Exercise goal:
Please reproduce word for word only the entries from the line that contains "Where can you spot the orange excavator?" through the line that contains "(1060, 816)", including both of those lines.

******************************

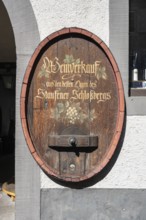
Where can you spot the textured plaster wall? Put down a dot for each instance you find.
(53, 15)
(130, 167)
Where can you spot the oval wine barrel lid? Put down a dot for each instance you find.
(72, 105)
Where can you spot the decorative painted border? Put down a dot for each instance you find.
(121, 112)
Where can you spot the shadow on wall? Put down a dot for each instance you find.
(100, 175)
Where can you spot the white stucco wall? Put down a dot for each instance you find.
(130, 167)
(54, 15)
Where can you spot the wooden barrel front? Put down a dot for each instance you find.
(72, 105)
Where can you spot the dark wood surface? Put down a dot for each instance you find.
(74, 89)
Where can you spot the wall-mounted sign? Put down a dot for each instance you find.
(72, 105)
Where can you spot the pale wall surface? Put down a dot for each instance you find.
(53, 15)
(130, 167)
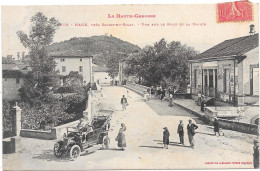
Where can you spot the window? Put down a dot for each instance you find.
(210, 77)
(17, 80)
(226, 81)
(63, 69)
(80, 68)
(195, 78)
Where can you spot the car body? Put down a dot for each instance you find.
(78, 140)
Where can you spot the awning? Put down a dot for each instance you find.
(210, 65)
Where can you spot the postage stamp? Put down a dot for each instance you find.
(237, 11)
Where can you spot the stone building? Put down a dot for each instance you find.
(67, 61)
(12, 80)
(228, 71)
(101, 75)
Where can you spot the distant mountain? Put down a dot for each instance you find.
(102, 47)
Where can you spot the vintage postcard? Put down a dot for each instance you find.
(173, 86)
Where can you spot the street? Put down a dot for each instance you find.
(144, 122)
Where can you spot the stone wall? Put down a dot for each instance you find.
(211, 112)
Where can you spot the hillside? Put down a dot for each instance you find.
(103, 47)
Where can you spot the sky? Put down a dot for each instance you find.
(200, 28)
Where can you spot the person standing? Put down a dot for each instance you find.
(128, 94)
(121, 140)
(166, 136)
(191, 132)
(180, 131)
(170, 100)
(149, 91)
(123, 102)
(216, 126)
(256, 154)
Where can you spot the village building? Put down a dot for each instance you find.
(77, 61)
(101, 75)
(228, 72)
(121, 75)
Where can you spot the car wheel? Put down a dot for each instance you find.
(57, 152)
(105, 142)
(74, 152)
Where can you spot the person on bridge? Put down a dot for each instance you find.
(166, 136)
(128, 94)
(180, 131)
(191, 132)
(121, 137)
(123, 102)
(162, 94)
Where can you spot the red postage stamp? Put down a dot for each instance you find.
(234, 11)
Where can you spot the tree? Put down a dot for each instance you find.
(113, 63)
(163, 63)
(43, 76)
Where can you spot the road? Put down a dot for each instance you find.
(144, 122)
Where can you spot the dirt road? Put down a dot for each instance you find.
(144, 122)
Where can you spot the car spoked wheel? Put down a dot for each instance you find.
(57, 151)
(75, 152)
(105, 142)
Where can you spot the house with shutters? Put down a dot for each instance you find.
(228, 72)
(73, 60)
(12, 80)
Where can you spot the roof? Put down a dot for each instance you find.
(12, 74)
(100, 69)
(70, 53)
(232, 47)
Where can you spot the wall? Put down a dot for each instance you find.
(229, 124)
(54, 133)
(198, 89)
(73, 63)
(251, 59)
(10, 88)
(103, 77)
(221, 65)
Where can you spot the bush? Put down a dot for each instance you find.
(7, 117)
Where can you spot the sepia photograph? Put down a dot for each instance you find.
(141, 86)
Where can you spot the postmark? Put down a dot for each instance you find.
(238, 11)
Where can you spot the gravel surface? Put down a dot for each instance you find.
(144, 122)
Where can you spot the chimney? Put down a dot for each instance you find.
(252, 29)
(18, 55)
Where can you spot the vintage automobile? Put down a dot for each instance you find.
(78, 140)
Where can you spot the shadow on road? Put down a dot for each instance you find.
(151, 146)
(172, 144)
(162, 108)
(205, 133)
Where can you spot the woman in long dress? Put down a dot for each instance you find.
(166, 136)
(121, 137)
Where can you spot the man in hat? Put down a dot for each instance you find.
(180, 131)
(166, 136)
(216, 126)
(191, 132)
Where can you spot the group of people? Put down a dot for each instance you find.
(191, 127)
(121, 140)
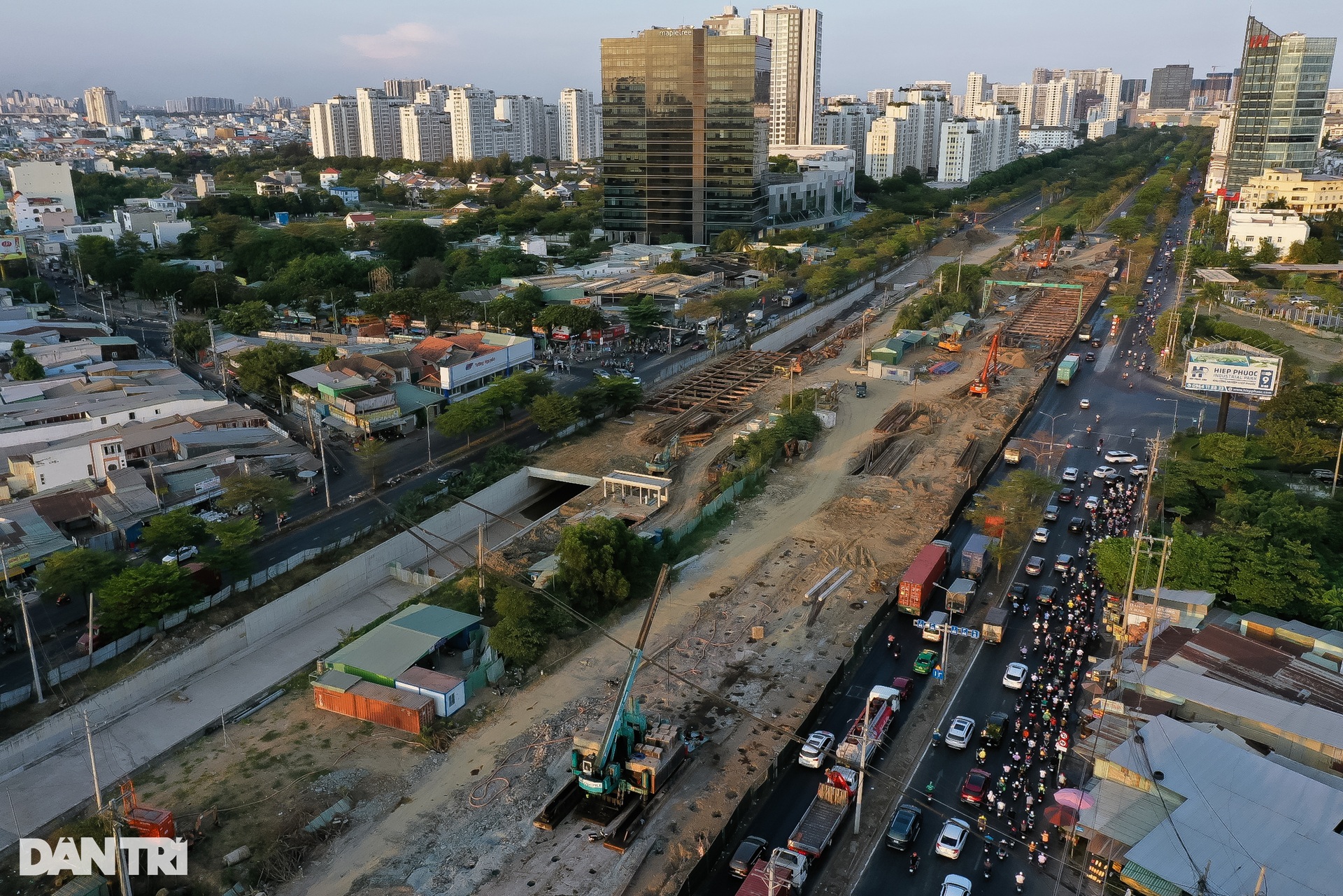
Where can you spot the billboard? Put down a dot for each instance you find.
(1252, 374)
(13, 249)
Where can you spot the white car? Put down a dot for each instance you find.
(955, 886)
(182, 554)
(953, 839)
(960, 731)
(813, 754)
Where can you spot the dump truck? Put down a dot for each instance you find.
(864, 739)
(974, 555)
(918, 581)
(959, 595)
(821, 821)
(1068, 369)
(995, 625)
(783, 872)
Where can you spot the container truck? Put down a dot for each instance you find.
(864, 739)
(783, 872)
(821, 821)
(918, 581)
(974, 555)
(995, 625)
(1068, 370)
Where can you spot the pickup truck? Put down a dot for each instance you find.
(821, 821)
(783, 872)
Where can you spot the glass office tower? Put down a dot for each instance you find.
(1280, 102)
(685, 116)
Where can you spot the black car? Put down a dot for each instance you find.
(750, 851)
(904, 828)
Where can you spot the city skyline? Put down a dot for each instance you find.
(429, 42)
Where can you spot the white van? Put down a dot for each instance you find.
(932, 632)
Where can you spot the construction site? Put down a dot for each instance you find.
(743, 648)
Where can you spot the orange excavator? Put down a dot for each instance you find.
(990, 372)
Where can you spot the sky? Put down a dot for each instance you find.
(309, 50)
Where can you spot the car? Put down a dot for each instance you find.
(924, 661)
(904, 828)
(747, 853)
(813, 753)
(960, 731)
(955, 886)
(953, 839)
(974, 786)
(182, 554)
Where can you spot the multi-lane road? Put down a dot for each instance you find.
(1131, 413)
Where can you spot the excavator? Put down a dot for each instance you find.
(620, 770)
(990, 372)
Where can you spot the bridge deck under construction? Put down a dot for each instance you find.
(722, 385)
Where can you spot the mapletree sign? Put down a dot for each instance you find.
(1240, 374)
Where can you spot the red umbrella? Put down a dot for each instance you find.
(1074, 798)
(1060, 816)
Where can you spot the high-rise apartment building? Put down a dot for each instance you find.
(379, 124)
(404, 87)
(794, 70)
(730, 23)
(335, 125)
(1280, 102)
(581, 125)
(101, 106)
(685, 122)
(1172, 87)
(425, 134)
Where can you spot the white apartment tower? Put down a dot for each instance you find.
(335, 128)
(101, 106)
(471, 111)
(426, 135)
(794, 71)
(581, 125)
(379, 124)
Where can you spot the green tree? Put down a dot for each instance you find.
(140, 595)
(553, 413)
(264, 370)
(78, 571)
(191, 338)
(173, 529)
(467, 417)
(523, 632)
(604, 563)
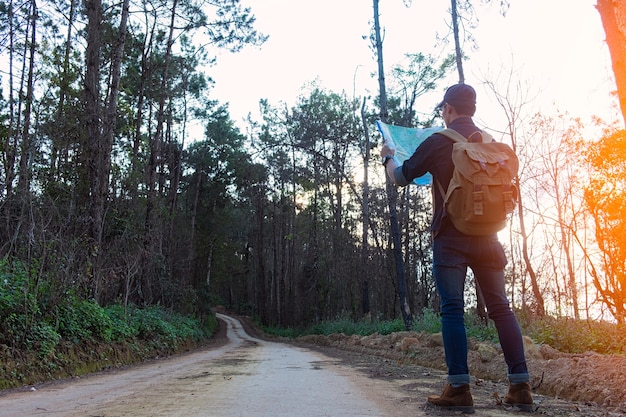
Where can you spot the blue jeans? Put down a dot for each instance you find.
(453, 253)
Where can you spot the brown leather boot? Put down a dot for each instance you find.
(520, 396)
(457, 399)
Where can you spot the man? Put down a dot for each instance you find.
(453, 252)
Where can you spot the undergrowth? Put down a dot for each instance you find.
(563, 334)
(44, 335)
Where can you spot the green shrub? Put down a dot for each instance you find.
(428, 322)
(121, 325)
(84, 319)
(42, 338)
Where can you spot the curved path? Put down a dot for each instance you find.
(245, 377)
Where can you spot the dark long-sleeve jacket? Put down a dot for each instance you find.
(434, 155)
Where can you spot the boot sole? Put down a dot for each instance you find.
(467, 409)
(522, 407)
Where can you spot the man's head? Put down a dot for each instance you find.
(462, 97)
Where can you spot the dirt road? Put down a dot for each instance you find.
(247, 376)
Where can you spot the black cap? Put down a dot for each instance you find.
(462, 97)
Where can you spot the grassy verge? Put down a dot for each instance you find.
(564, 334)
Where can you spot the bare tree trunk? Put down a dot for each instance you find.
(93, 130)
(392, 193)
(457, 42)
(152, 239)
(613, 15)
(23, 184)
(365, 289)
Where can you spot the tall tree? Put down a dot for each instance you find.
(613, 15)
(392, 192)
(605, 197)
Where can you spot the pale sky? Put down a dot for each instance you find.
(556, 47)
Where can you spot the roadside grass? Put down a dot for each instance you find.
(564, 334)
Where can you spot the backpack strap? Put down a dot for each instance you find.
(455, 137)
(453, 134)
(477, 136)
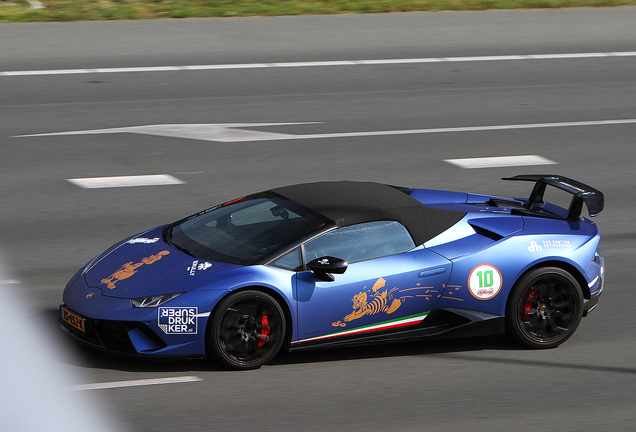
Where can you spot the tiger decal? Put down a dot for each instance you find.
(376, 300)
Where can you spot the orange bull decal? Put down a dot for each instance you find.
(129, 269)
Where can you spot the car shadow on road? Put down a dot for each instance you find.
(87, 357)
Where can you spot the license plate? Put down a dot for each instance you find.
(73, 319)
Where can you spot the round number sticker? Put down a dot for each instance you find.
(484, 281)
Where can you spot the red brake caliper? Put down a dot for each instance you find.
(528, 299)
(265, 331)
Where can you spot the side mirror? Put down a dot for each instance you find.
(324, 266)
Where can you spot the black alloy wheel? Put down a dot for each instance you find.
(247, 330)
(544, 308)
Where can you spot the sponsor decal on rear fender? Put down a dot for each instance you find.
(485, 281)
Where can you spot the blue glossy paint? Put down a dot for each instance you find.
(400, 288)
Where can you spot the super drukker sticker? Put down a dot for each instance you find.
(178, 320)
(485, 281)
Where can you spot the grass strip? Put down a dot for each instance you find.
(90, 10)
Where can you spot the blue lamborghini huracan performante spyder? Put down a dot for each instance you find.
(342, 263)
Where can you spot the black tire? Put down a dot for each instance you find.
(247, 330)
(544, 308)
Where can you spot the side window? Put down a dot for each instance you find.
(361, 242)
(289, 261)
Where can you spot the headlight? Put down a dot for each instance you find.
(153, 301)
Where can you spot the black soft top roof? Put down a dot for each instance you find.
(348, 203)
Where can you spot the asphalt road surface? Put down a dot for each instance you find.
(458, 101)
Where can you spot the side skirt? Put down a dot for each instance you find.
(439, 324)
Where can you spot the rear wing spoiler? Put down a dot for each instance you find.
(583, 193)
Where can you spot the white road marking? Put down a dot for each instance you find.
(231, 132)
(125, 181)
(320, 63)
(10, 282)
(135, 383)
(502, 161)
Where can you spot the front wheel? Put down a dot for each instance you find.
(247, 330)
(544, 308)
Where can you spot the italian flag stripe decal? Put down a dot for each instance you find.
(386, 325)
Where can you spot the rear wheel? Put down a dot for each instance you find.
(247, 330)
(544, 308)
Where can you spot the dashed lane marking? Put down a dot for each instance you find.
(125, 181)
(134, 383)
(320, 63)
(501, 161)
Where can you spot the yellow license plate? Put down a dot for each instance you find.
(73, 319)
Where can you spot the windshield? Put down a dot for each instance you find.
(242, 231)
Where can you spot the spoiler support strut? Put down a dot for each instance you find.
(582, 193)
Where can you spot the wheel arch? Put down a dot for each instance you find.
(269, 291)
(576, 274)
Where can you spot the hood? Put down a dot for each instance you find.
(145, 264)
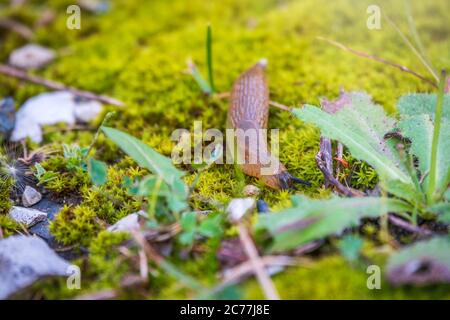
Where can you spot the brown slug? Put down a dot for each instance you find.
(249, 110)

******************************

Written answer:
Where can you spot the orange excavator? Put down a dot for each instance you find.
(990, 372)
Where can you spot the sky? Put down a dot for each instance you find.
(309, 50)
Where can you spot the car? Put down a dot for each instance you find.
(924, 661)
(904, 828)
(747, 853)
(813, 753)
(960, 731)
(955, 886)
(953, 839)
(974, 786)
(182, 554)
Where can you spot the multi-lane road? Put down a dot for each instance you find.
(1131, 413)
Where can you spot the excavator? Put down a dot for each instance you find.
(620, 770)
(990, 372)
Where can you spot the bridge deck under construction? Put down a dot for each instance you find.
(722, 385)
Where can you spot the mapletree sign? Put down a dot for each instance you find.
(1240, 374)
Where can you spot the red umbrella? Put down a dot for each instance you find.
(1074, 798)
(1060, 816)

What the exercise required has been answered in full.